## Task requirements
Show every line in the entries below that contains the word "window", and note that case counts.

## The records
## begin

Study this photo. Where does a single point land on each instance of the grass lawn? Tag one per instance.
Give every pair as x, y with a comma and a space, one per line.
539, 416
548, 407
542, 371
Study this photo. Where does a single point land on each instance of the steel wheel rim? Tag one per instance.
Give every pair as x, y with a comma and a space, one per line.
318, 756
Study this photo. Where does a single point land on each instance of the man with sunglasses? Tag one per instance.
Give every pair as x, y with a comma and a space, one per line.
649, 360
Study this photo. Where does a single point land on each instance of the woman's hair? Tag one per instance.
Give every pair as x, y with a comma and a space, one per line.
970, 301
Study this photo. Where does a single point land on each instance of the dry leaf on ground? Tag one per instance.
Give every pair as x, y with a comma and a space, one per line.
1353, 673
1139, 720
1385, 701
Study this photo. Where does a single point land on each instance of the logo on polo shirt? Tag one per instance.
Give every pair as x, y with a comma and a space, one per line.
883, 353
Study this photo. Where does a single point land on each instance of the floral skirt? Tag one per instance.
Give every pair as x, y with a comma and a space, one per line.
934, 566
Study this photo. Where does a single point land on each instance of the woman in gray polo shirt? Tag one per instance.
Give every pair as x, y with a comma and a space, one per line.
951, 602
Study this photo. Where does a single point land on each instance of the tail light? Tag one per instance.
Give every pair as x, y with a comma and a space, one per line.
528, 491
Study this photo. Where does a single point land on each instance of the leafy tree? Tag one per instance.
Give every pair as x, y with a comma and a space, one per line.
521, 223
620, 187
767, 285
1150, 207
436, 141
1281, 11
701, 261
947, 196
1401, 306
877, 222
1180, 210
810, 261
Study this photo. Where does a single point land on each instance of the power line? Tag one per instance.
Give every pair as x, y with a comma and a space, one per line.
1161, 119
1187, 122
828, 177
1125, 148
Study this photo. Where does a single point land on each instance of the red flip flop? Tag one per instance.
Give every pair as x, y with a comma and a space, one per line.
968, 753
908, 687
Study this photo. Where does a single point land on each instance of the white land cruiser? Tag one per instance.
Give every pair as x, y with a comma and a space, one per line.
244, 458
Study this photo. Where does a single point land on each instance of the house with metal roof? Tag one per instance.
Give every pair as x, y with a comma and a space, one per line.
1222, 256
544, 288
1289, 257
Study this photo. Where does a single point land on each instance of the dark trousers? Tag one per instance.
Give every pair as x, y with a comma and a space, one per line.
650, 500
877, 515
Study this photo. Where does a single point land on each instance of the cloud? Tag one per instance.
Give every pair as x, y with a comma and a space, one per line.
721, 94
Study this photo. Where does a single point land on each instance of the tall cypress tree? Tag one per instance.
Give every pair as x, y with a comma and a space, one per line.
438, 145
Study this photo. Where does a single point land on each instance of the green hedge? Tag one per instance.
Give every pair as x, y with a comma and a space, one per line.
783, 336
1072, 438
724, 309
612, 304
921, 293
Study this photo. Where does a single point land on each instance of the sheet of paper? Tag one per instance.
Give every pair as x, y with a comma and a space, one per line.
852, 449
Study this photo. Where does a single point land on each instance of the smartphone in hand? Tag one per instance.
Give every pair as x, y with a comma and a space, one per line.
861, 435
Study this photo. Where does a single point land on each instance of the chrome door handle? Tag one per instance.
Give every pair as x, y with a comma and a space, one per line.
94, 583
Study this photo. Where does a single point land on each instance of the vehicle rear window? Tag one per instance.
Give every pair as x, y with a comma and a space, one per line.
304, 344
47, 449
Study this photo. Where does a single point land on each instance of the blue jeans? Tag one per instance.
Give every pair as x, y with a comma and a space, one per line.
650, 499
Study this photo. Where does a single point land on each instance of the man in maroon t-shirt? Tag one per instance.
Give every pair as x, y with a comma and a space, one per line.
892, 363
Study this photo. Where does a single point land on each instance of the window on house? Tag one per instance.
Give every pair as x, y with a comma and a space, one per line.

## end
## begin

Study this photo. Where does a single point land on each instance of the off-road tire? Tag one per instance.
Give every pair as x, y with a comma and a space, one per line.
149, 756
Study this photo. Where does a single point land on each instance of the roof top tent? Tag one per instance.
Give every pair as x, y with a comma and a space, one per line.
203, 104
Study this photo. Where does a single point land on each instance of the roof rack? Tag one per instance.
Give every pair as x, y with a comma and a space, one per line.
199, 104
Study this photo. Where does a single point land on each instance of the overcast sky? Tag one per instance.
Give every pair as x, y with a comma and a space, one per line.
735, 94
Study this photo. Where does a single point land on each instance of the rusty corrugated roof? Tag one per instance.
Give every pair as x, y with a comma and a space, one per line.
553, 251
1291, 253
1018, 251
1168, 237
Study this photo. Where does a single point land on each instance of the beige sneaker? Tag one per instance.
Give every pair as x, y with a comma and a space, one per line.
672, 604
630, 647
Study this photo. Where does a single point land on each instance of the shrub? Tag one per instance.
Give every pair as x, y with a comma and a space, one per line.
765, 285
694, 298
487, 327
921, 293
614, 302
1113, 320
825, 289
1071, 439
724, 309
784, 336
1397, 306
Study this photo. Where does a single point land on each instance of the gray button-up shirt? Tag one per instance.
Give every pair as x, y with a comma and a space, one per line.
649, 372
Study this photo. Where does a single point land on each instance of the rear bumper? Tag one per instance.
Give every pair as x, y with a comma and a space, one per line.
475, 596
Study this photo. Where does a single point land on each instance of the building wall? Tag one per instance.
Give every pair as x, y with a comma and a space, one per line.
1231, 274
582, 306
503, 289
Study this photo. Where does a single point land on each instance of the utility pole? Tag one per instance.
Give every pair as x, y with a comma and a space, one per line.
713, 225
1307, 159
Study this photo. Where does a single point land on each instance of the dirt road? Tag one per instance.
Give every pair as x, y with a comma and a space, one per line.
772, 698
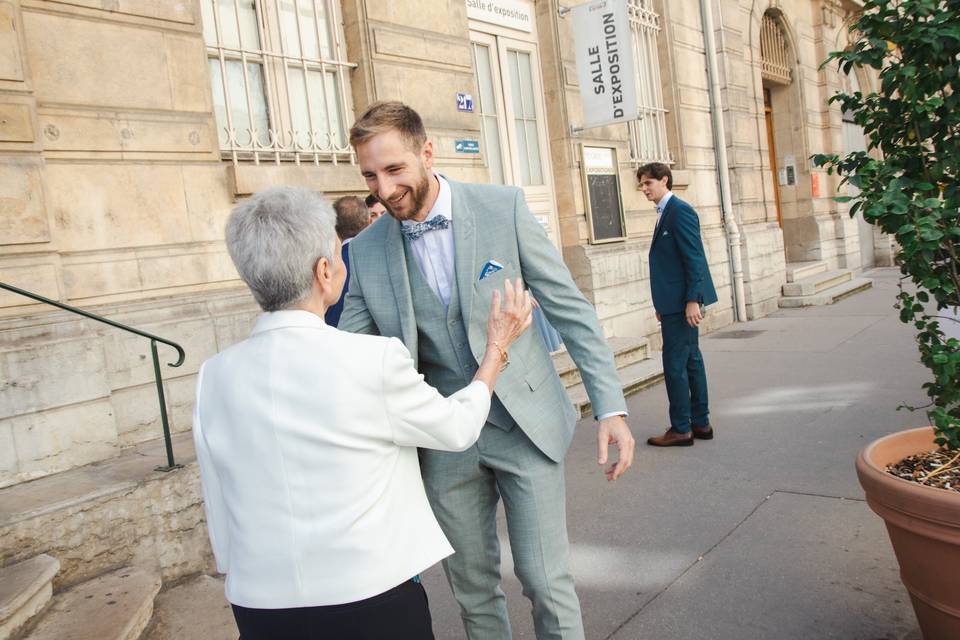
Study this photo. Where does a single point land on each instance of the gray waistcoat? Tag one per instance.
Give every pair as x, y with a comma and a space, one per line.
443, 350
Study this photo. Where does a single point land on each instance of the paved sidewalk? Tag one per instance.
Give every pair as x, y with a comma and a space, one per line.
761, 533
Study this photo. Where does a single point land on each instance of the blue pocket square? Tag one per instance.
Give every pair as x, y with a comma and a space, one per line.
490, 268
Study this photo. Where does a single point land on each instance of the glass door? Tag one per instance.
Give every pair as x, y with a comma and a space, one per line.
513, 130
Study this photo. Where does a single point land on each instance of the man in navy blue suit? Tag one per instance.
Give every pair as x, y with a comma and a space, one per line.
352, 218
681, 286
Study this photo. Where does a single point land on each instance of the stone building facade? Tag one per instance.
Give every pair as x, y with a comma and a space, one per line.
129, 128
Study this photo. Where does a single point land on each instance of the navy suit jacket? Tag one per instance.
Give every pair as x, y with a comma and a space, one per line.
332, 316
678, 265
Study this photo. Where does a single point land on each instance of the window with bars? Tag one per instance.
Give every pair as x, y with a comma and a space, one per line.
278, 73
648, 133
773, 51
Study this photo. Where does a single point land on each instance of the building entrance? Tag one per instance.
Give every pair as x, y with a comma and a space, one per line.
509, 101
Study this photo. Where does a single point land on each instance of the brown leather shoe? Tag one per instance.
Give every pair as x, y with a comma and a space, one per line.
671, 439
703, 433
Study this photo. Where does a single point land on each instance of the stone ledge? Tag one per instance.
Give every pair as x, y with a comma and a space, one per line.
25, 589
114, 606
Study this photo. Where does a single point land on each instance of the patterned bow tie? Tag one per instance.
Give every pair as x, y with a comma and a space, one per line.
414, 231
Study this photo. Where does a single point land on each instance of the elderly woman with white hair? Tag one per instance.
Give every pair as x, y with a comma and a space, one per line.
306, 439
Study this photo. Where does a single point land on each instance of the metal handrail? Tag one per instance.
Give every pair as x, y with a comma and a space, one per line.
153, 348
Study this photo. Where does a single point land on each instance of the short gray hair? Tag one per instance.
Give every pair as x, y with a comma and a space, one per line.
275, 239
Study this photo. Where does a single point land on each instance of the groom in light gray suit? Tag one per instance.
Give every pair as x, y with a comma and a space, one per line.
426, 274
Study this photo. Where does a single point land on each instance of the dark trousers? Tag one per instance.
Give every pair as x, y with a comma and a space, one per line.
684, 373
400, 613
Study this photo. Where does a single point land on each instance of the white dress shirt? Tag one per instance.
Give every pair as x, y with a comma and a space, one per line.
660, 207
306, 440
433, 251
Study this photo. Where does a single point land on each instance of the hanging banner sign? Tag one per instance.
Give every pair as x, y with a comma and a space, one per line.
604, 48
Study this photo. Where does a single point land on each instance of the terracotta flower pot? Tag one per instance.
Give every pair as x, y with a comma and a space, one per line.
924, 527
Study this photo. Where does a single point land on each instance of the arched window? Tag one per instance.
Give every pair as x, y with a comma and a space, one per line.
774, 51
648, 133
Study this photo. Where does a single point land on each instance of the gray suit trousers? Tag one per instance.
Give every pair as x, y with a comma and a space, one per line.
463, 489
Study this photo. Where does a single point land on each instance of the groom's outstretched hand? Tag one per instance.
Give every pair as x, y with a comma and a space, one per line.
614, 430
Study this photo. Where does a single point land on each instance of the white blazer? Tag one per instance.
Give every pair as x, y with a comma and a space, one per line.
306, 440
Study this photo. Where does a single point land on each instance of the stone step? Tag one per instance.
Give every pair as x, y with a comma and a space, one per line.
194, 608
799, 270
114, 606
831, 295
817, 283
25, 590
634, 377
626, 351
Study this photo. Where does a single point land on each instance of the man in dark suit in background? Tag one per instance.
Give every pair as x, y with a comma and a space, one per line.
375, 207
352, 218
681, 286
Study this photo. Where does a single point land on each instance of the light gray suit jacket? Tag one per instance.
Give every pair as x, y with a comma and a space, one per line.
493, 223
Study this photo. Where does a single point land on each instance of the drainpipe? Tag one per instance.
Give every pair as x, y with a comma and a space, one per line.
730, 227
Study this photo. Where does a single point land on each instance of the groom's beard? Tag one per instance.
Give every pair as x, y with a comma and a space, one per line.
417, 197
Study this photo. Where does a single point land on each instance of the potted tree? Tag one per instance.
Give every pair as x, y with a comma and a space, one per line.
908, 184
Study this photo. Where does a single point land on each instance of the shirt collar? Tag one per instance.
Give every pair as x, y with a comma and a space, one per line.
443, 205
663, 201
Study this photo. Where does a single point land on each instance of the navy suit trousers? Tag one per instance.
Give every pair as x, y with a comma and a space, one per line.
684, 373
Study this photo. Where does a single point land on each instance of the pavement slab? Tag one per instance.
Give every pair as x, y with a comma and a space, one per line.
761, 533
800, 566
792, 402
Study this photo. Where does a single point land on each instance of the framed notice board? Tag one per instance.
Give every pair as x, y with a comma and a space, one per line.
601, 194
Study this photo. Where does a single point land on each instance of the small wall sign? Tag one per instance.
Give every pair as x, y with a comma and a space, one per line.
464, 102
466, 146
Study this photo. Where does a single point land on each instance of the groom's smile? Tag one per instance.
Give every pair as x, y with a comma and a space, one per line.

## end

## Solution for this task
Study this photo. Where does a single point land on each instance of the vehicle rear window? Tag one per instance.
Study this photo. Where does a single point land on each instance of the window on house? Tag one per instance.
Study this photo. Where does a single point land on each instance of the window with bars? Tag one per instance.
Study this photo. Where does a single point land on each instance of the arched window? Tag one per instance.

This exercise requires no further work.